## [PROBLEM DESCRIPTION]
Reproduce verbatim the full abstract below on energy-efficient integration of process planning and scheduling.

## [DOCUMENT SEGMENT]
Energy-efficient integration of process planning and scheduling in discrete parts manufacturing with a heuristic-based two-stage approach

Energy-efficient manufacturing is playing an important role in addressing worldwide problems like air pollution, climate change, and energy crisis. Despite of the close relationship between process planning and scheduling, existing research efforts often consider energy efficiency-related issues by treating them separately and sequentially. This may cause various problems such as unbalanced resource allocation and infeasible production solutions, thus limiting their potential application. To advance the current state of the art in this area, this paper investigates energy-efficient integration of process planning and scheduling. Specifically, a mixed-integer linear programming model is firstly developed to formulate this problem mathematically. Subsequently, to solve more realistic large-sized problems, a heuristic-based two-stage approach is proposed. Stage 1 and Stage 2 aim at minimizing the total tardiness and reducing the total energy consumption, respectively. A realistic case study shows that the proposed two-stage approach works more efficiently and effectively than a modified genetic algorithm from existing literature. Through instructive modification of the solution space, the proposed approach can effectively reduce the total tardiness and total energy consumption; meanwhile the machining cost of individual process plans can also be kept at low level throughout the searching process. Results show that the proposed approach can allocate the machining resources in a more reasonable manner. As such, this paper may be a valuable supplement to existing efforts aiming at developing energy-efficient manufacturing techniques.

## [EXERCISE DATA]
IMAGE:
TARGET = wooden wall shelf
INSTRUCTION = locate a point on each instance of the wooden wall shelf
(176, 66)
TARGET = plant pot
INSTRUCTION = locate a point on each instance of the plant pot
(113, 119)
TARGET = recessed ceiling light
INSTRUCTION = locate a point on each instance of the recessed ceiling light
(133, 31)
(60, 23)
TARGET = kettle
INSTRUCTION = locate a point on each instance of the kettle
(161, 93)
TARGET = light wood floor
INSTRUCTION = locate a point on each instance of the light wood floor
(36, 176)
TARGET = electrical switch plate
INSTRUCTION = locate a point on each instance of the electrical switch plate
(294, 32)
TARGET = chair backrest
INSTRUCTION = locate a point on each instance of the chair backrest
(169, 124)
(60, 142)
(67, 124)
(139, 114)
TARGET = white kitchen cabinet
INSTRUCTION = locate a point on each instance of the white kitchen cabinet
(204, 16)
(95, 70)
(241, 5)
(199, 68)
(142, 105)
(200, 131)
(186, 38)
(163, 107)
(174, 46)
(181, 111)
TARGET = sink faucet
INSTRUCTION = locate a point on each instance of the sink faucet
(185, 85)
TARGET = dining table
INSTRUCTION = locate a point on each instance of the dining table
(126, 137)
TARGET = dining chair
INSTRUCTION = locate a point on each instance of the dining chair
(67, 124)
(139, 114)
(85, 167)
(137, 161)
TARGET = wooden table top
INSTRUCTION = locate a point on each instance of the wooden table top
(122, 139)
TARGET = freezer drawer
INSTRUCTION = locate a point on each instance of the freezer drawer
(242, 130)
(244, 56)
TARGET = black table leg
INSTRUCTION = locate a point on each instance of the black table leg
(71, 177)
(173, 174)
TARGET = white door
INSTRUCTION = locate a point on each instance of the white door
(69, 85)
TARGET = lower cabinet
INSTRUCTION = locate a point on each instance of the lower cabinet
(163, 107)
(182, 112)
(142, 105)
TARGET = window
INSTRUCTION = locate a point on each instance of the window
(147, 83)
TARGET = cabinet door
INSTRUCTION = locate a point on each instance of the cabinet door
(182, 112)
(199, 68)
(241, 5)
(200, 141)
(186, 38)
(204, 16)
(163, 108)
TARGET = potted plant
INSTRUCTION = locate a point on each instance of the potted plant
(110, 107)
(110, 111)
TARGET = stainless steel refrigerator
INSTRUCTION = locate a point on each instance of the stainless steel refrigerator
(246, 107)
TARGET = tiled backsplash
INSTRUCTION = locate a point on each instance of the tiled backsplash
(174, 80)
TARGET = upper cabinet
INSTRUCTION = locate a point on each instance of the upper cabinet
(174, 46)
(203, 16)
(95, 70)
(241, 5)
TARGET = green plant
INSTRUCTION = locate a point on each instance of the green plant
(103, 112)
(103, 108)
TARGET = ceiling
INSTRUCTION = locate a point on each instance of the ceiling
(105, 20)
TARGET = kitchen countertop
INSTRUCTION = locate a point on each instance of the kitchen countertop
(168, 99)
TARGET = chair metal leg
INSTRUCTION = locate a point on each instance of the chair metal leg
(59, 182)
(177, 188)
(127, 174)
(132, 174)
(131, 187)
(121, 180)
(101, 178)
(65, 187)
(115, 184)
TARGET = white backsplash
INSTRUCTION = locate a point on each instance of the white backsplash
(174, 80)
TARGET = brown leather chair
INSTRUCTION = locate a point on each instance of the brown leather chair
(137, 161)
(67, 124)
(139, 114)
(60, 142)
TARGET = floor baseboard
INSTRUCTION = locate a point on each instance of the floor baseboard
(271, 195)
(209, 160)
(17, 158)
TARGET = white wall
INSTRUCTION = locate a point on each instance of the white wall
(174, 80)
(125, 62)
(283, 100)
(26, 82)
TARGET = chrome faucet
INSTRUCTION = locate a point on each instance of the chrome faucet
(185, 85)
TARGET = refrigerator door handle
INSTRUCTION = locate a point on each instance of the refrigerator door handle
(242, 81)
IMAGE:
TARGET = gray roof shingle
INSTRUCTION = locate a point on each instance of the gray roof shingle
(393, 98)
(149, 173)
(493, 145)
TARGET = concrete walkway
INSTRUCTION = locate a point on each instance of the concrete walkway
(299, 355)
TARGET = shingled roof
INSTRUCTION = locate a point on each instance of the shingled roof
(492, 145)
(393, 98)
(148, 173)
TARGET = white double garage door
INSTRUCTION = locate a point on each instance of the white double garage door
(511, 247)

## [EXPECTED ANSWER]
Energy-efficient integration of process planning and scheduling in discrete parts manufacturing with a heuristic-based two-stage approach

Energy-efficient manufacturing is playing an important role in addressing worldwide problems like air pollution, climate change, and energy crisis. Despite of the close relationship between process planning and scheduling, existing research efforts often consider energy efficiency-related issues by treating them separately and sequentially. This may cause various problems such as unbalanced resource allocation and infeasible production solutions, thus limiting their potential application. To advance the current state of the art in this area, this paper investigates energy-efficient integration of process planning and scheduling. Specifically, a mixed-integer linear programming model is firstly developed to formulate this problem mathematically. Subsequently, to solve more realistic large-sized problems, a heuristic-based two-stage approach is proposed. Stage 1 and Stage 2 aim at minimizing the total tardiness and reducing the total energy consumption, respectively. A realistic case study shows that the proposed two-stage approach works more efficiently and effectively than a modified genetic algorithm from existing literature. Through instructive modification of the solution space, the proposed approach can effectively reduce the total tardiness and total energy consumption; meanwhile the machining cost of individual process plans can also be kept at low level throughout the searching process. Results show that the proposed approach can allocate the machining resources in a more reasonable manner. As such, this paper may be a valuable supplement to existing efforts aiming at developing energy-efficient manufacturing techniques.